* Start Data records *

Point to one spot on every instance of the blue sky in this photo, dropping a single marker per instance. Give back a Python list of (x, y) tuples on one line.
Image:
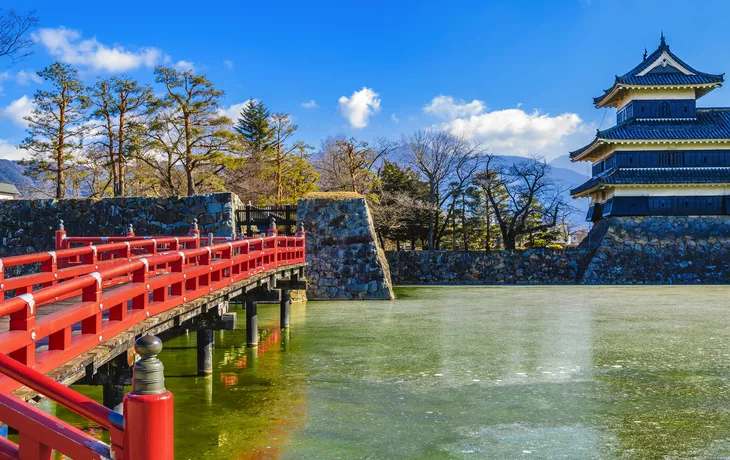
[(517, 76)]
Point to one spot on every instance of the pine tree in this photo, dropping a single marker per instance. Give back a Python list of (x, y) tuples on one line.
[(255, 128), (56, 127), (191, 107)]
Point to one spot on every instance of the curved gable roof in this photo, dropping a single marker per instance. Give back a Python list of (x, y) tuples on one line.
[(650, 72)]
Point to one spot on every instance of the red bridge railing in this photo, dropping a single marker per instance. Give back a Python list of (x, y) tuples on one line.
[(121, 282)]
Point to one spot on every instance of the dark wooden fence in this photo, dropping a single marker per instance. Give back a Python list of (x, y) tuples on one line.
[(253, 220)]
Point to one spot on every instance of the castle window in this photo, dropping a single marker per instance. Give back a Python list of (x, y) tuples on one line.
[(664, 109)]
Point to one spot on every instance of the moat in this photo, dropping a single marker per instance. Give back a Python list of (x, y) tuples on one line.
[(466, 372)]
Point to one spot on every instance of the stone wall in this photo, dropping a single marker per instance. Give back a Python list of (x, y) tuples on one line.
[(28, 226), (532, 266), (343, 256), (662, 250), (619, 250)]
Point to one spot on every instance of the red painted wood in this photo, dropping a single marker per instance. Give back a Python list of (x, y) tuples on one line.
[(107, 277)]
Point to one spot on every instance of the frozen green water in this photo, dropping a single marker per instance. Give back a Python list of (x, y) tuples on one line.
[(467, 372)]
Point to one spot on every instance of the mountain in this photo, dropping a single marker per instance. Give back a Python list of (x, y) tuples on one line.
[(568, 178), (564, 162), (11, 172)]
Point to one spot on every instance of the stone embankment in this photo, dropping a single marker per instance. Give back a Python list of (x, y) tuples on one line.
[(619, 250), (534, 266), (343, 256), (28, 226), (662, 250)]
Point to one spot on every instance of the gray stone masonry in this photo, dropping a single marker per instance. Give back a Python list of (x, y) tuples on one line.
[(343, 256)]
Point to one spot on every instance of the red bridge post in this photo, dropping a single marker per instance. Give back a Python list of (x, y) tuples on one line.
[(148, 408)]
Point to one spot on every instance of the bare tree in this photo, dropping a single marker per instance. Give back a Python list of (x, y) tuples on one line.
[(524, 198), (206, 138), (447, 163), (14, 43), (349, 164), (56, 126), (118, 103)]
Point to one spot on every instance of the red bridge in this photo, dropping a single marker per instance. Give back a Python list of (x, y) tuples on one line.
[(81, 307)]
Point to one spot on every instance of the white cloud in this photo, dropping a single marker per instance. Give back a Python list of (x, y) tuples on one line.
[(3, 76), (311, 104), (234, 111), (68, 46), (510, 131), (9, 151), (184, 65), (445, 107), (358, 108), (18, 109), (24, 77)]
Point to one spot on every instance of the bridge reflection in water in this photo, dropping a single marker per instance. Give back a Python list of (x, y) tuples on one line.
[(469, 372), (246, 409)]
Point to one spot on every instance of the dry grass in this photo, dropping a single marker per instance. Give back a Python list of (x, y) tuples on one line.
[(332, 196)]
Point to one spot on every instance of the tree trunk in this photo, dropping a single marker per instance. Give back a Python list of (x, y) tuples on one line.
[(488, 245), (432, 199), (122, 183), (189, 157), (60, 176)]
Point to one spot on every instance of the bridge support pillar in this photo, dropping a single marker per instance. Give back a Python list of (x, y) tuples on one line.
[(206, 344), (252, 327), (285, 309)]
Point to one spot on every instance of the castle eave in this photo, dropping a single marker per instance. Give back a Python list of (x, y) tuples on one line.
[(615, 93)]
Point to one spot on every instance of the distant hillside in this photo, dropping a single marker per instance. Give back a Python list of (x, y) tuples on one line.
[(569, 178), (12, 173), (564, 162)]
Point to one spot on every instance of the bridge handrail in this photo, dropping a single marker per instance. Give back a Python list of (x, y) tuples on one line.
[(192, 273), (187, 273), (63, 264)]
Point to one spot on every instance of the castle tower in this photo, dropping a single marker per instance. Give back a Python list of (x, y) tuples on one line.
[(665, 156)]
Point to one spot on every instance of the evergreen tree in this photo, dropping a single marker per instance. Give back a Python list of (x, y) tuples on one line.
[(191, 108), (56, 127), (255, 128), (119, 103)]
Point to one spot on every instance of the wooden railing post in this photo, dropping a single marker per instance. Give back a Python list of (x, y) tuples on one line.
[(141, 275), (2, 281), (194, 231), (92, 293), (60, 236), (24, 320), (148, 408)]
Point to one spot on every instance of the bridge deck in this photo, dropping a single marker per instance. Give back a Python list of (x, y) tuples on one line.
[(92, 360)]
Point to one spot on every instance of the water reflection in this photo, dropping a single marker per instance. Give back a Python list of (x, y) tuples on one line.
[(536, 372)]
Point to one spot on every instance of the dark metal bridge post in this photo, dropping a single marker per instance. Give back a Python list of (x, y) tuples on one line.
[(287, 220), (149, 411), (249, 232), (206, 345), (113, 396), (252, 327), (285, 308), (205, 339)]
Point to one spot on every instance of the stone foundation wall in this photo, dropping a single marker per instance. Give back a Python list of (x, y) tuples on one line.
[(28, 226), (343, 256), (533, 266), (662, 250)]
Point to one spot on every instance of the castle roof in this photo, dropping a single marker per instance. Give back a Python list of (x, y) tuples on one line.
[(655, 176), (710, 124), (662, 69)]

* End Data records *

#### Objective
Reproduce every entry above verbatim, omitting the images.

#### Written response
Point to one spot on every instance of the blue sky in this photo, dropping a single marker per instance. Give back a Python list of (x, y) tuples on one line.
Image:
[(517, 76)]
Point to one spot on every instance of the pine tree in this photo, dropping a single marker per instance. Give back a Python list of (x, y) tuples on one line.
[(255, 128), (56, 127), (191, 107)]
Point to one spot on every instance of the curved gable roof in this photo, dropping a single marker per instance. Give back a Python list of (x, y) tuples on one line.
[(650, 72)]
Point to one spot on every instance of the red bridge railing in this photo, dropping a single marker per instance. Give back a Python list of (x, y) tuples on one line.
[(121, 282)]
Point to one spot on every instance of the dark wooden fence in this photo, dropping a single marker per instance. Give back a Python list of (x, y) tuples on one line.
[(253, 220)]
Point to one spot on every instance of the castle window in this photo, dropping a single marker per instance. Give back a Python list of (x, y) tuples on one line.
[(664, 109)]
Point to one spot on every instance of the moat in this photo, dropping a single marker per instance. Give back a Python list of (x, y) tuples on one line.
[(466, 372)]
Point to one spot on every instance of the stone wall in this photo, dropping a single marker per instance. Give back a Python list of (x, y) tuples on one line.
[(28, 226), (532, 266), (343, 256), (662, 250), (619, 250)]
Point to one spot on every instance of the red painted wood in this photo, dropping a single marker per instance. Give back a Python list of (x, y) tuples on one line.
[(107, 277)]
Point to one spot on every instance of the frozen green water in this photo, dropping a single marker per instance. Give back a Python list of (x, y) tuples on one line.
[(467, 372)]
Point to one spot on every instance of the mountain in this photo, dropping a single marker per instance. Give back a Python list of (x, y) tuples on one line.
[(568, 178), (564, 162), (11, 172)]
Point to one spot on every instance of the stone embankment in this photo, dropping a single marker per instance. Give back a Python list of (x, y) tuples on one line.
[(619, 250), (534, 266), (343, 256), (28, 226), (662, 250)]
Point to one spot on every instance of the gray stone masonry in this photo, dropping a single marker per instance. Give back a Python list of (x, y) tuples on one line.
[(343, 256)]
Point to one spot on every instance of the red bridge post in this photo, dropping a single marker per instance. Give back a Python list of (x, y) tuples on one line.
[(148, 408)]
Point to one spot on every instance of the bare tree in this photo, dropping a single marker per instance. Give back a Python list of (x, y) tuples on one line.
[(524, 198), (206, 138), (447, 163), (14, 43), (349, 164), (56, 126), (118, 103)]
Point to one spot on every instance of the red bridge in this photo, dropping a single marker per instance. Give back a Python list of (x, y) tuples on one line.
[(81, 307)]
Point to one spot on every instance of the white cloud in this photo, dropping a single marker per instance. Give back a Python list of (x, y) tuples on one line.
[(3, 76), (311, 104), (234, 111), (68, 46), (510, 131), (9, 151), (184, 65), (445, 107), (358, 108), (18, 109), (24, 77)]
Point to one spot on every instance of the bridge reflection in water in this photo, dropping a single marker per instance. Give back a Python list of (x, y) tuples on one line.
[(469, 372), (246, 409)]
Point to one spot on every instance of the dry grass in this photo, dropping a single marker per instance. Give back a Python list of (x, y) tuples on one line.
[(332, 196)]
Point to one spot on every instance of the tree trunk in this photo, dropping a single marker per instance. Give back a Python list of (x, y) tuples on one line.
[(488, 245), (432, 199), (122, 183), (189, 157), (60, 176)]
Point to one spot on every instance of the bridge support pillar in this photo, dropping a single marker per instance. Give back a Python list of (x, y) tuples on one line.
[(206, 344), (252, 327), (285, 309)]
Point to one spot on every instance of the castle eave in this photo, dropping a single marker per instance. Give back a Python list of (x, y) tuples on one line.
[(615, 93)]
Point to one spot on every instance of the distant hillside in this photo, dropping a single marker per instance. Give back a Python list of (x, y) tuples on one line.
[(569, 178), (12, 173), (564, 162)]
Point to one spot on every instance of the bridge handrail in this photo, dropping a single marker per instance. Give back a Python list of (x, y) tuples on one line.
[(192, 273), (187, 273), (63, 264)]
Point to one spot on every instance of the castle tower in this photo, dropping a single marker per instance. Give back a Python list of (x, y) tuples on one line.
[(665, 156)]
Point to one spot on every instance of the evergreen tree in this photo, dropping a single marker per instance. Give back a Python list of (x, y) tuples on one line.
[(191, 108), (56, 127), (255, 128), (119, 103)]
Point to one spot on every instance of the wooden railing post in this photo, dropping a single marker per instance. Give back a Python list of (x, y) tuples on one line.
[(141, 275), (2, 281), (194, 231), (92, 293), (60, 236), (24, 320), (148, 408)]
Point to one spot on every instance of the bridge deck in this photo, dropping a single marker per instance. Give back a Python list of (x, y) tuples on one line.
[(92, 360)]
Point to one spot on every instance of the water reflection in this photo, dropping a single marker per instance. Give back a Python list of (x, y) tuples on one line.
[(536, 372)]
Point to one spot on every instance of the dark metal bridge post in this photo, dropping a single marker per instance. Give back a Python list of (x, y) tuples on one line.
[(287, 220), (149, 411), (249, 232), (206, 345), (113, 396), (252, 327), (285, 308), (205, 339)]
Point to one spot on every instance of the stone foundation wall in this photo, dropping a single marker per instance. Give back a Python list of (x, y) tuples on one line.
[(28, 226), (343, 256), (533, 266), (662, 250)]
Point to one spot on every instance of the castle roof in this photo, dropping a single marker per instance. Give back a Python list of (x, y) tuples on one line.
[(655, 176), (710, 124), (662, 69)]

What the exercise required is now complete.